[Extracted records]:
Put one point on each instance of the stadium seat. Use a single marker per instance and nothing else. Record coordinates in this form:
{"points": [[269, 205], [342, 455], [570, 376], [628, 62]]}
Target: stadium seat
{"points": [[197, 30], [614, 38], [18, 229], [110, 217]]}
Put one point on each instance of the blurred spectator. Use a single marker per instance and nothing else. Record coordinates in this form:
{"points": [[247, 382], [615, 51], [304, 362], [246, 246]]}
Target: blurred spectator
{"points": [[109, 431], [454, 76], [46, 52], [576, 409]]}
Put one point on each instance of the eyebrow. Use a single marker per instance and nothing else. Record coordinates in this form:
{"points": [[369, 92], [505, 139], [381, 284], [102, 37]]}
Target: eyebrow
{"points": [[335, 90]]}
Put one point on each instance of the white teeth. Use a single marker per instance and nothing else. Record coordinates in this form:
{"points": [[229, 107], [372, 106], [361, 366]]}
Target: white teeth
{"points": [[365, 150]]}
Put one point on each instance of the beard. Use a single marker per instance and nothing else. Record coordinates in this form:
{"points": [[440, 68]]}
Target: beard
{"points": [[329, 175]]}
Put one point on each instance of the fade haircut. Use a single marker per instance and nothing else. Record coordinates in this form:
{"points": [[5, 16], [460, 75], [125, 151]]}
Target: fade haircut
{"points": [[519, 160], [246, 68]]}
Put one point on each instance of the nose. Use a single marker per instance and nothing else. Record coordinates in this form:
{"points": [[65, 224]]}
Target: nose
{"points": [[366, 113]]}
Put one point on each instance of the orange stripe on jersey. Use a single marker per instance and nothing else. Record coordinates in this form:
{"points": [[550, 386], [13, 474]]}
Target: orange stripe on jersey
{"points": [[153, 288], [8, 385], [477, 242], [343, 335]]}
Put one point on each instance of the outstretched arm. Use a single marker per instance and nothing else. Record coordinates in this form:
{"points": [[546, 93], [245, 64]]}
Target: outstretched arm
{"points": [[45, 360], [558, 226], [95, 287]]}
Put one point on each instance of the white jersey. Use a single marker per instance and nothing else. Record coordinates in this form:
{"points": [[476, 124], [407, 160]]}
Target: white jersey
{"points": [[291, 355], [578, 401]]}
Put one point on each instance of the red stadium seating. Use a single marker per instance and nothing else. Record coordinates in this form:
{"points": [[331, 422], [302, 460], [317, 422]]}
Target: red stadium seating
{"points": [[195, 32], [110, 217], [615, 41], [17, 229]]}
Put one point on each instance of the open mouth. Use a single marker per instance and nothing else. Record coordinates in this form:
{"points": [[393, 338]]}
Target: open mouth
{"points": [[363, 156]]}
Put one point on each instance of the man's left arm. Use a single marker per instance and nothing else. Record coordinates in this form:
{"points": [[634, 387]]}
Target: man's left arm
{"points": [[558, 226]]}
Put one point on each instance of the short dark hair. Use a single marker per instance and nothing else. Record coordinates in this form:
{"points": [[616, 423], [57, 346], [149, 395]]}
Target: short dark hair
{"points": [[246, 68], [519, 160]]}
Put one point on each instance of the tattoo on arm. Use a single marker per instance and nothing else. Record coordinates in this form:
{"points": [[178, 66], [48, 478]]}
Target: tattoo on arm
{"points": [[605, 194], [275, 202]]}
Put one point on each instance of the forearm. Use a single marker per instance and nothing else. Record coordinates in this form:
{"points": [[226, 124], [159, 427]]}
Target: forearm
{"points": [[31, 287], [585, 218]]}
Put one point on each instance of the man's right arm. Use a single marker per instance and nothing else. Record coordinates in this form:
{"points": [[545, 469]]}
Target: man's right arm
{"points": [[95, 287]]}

[Activity]:
Would you please copy the lines above, from the one holding "Target: short dark hair" through the last, and nothing else?

[Exercise response]:
Target: short dark hair
{"points": [[246, 68], [519, 160]]}
Put one point on each instance of the tattoo on arm. Use a single marker per instance and nothing else. Record coordinates in this form:
{"points": [[178, 66], [48, 478]]}
Target: tattoo on arm
{"points": [[605, 194], [275, 202]]}
Put one point on each instance of the forearm. Use a single marker per instance and nothing else. Record coordinates in this form:
{"points": [[226, 124], [159, 427]]}
Target: forearm
{"points": [[31, 287], [585, 218]]}
Put one point on each instance of the man's right arm. Use a single marker per instance and nothing else. Record coordinates in this form:
{"points": [[545, 469]]}
Target: man's right arm
{"points": [[95, 287]]}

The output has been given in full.